## Exercise goal
Rewrite the data starting with the line that contains "of the long" and going on through the line that contains "pixel 134 99", putting "white gown" in place of "long white dress" and leaving everything else unchanged. Return only those lines.

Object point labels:
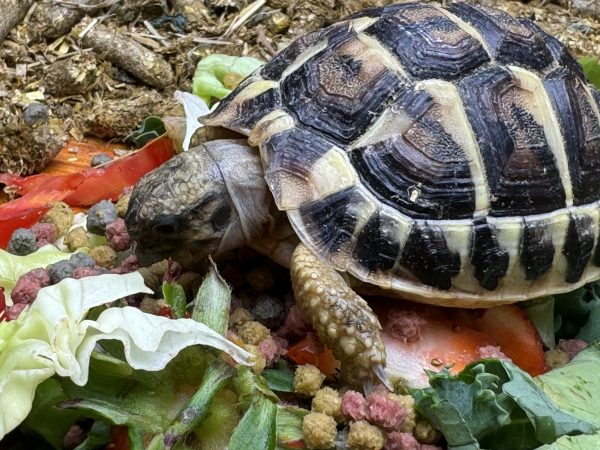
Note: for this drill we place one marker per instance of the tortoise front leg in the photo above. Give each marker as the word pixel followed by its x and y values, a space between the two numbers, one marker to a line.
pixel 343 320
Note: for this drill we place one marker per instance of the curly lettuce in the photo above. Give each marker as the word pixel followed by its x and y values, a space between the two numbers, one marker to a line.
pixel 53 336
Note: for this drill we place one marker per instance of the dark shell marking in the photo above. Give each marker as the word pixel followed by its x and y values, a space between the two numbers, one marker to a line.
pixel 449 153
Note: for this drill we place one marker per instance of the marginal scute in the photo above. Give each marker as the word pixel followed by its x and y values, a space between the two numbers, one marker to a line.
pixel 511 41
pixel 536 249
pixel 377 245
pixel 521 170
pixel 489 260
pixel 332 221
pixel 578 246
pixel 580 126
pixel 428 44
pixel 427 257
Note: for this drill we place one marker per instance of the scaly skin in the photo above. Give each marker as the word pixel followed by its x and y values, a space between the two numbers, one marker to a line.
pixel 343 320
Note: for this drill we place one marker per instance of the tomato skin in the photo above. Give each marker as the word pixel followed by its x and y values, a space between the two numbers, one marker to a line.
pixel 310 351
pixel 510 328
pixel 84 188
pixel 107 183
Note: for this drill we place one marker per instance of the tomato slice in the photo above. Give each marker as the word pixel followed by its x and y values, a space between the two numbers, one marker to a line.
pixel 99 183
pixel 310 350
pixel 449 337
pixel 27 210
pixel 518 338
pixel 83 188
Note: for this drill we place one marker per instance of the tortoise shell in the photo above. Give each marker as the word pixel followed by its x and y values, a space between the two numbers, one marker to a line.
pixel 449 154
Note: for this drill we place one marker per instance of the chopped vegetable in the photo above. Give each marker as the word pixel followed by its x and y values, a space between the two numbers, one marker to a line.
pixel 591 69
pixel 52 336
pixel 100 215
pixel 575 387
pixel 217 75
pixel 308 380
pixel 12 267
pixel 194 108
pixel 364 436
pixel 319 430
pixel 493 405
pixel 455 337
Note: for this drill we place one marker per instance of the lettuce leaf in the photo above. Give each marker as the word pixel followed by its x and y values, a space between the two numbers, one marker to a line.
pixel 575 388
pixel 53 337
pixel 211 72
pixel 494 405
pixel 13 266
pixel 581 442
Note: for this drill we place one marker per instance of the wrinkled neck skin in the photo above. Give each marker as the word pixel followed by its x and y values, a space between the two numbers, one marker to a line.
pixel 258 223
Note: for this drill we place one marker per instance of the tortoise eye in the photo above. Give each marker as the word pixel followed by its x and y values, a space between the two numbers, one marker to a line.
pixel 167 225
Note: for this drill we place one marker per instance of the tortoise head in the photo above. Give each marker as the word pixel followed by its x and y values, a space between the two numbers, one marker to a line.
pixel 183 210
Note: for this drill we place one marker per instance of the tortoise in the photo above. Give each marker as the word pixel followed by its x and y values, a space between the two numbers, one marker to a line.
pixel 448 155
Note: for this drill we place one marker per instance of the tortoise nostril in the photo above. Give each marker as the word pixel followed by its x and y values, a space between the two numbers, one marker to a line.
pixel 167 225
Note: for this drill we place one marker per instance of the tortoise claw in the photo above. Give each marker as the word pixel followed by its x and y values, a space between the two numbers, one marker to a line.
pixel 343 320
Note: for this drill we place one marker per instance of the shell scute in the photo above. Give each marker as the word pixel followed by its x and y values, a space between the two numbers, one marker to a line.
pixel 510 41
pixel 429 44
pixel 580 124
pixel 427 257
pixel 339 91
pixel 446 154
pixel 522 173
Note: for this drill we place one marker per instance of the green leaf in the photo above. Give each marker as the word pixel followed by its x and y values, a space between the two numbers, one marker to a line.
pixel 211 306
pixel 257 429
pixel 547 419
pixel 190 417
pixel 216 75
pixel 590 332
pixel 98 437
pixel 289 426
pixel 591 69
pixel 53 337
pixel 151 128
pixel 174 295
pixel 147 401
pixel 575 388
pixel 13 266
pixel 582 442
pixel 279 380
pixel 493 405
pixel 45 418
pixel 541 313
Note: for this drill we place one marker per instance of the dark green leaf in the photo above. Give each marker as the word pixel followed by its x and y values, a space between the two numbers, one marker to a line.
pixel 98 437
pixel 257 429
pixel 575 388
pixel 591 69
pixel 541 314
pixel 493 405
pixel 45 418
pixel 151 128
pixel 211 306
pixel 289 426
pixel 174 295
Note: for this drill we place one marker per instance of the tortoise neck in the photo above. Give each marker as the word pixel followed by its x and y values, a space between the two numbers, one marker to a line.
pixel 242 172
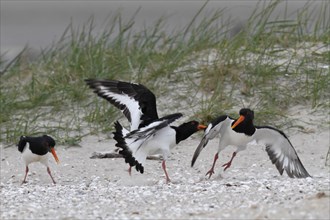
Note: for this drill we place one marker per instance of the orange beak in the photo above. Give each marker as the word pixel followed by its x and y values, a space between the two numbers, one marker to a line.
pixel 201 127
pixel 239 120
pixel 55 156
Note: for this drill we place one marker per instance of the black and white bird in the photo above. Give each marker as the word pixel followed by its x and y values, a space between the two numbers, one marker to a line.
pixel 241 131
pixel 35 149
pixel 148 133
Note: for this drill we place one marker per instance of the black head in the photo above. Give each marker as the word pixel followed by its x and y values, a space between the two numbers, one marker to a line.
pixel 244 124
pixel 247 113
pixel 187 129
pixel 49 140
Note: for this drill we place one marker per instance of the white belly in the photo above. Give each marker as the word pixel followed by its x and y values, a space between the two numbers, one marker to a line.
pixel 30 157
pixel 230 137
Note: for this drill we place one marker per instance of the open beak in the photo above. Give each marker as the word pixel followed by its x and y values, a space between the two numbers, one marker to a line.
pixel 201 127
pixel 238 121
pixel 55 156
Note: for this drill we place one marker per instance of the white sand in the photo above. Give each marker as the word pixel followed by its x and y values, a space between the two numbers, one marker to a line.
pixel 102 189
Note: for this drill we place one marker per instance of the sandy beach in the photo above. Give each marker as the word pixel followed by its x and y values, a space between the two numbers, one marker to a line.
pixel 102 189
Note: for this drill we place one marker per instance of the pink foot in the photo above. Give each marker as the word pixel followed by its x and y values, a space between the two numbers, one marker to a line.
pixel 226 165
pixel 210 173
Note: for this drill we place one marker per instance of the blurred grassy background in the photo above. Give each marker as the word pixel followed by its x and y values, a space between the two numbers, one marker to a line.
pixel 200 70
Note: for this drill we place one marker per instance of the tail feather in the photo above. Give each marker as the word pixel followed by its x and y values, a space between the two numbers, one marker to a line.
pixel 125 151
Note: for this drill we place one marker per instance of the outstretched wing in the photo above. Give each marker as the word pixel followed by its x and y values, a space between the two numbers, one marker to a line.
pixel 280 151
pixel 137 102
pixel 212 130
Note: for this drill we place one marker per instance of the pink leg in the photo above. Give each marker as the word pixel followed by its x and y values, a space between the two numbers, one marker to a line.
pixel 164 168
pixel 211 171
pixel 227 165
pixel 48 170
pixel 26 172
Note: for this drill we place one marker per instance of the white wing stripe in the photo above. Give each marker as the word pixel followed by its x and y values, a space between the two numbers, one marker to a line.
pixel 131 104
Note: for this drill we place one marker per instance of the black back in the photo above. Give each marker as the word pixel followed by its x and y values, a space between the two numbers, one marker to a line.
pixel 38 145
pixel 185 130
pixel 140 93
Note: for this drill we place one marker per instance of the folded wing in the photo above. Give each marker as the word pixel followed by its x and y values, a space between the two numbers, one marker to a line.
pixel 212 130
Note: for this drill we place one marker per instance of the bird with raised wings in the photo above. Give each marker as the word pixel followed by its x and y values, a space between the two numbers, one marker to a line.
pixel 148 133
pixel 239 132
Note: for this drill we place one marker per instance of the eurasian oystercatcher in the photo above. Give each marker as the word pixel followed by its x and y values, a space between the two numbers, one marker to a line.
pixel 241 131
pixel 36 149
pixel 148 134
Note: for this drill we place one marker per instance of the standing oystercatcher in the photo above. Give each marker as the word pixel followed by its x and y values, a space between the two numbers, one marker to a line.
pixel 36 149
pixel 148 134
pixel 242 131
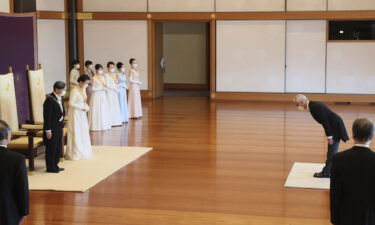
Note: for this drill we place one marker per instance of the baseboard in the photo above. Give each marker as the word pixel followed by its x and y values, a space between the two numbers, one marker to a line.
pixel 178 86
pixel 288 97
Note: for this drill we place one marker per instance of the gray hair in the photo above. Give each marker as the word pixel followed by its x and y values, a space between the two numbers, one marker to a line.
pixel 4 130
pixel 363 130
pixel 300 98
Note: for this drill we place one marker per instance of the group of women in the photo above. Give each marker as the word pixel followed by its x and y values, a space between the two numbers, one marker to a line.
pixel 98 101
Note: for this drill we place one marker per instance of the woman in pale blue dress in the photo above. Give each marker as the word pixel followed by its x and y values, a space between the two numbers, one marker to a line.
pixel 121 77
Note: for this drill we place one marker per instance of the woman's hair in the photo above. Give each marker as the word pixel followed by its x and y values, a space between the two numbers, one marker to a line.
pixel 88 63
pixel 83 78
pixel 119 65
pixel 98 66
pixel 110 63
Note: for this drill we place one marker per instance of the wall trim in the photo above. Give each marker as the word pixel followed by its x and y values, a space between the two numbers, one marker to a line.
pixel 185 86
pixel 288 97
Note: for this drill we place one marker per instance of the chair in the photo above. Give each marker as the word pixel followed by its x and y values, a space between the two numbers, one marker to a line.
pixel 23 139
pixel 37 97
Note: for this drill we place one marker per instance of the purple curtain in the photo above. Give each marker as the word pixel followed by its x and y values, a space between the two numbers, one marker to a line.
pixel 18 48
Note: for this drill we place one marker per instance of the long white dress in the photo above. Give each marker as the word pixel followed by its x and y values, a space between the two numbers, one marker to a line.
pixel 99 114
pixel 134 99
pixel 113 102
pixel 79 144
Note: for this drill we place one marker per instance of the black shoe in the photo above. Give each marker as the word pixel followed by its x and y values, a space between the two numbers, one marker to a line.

## Final result
Note: for this drill we place one marker per instance of the white gown in the photo above. Give each marker as the word pixel followed by its x and y values, a space between the two numbers, one marker to a line.
pixel 99 114
pixel 134 99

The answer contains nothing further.